## Your objective
Scan the entries below and return each line that contains "point".
++++ Dataset records ++++
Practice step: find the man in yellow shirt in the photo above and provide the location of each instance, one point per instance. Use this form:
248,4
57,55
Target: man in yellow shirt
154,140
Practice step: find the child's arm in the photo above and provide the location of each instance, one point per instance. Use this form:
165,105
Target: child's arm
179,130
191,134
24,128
++++
## Result of the exercise
Practice step: find the man in yellow shirt in the photo above and provide the location of each instance, one point per instance. Use this form:
Practice step: find the child's arm in the photo above and provide the location of each instance, one point per instance. Use this form:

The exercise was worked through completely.